+++ Task material

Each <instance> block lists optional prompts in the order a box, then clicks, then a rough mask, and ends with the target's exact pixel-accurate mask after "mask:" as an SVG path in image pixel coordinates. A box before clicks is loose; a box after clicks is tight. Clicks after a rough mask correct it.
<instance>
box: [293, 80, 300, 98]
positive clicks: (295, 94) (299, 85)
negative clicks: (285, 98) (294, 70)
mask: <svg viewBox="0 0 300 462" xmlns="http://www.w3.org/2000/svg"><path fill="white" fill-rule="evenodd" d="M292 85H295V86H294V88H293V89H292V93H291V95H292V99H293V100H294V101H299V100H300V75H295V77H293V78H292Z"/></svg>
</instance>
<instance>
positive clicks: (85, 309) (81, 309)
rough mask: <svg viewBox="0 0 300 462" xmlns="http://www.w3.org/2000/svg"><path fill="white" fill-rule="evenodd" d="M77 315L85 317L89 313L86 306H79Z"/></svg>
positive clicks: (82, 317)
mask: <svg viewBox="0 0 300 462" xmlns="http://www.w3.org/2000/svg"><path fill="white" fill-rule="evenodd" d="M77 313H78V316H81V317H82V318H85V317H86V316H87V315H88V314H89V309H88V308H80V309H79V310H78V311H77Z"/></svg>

++++++

In the data above, which lines lie between the line with "box: [293, 80, 300, 98]" and the line with "positive clicks: (85, 309) (81, 309)", inclusive? Print those lines exactly and nothing else.

box: [293, 80, 300, 98]
positive clicks: (295, 94) (299, 85)
negative clicks: (285, 98) (294, 70)
mask: <svg viewBox="0 0 300 462" xmlns="http://www.w3.org/2000/svg"><path fill="white" fill-rule="evenodd" d="M292 85H295V86H294V88H293V89H292V93H291V95H292V99H293V100H294V101H299V100H300V75H295V77H293V78H292Z"/></svg>
</instance>
<instance>
positive clicks: (85, 309) (81, 309)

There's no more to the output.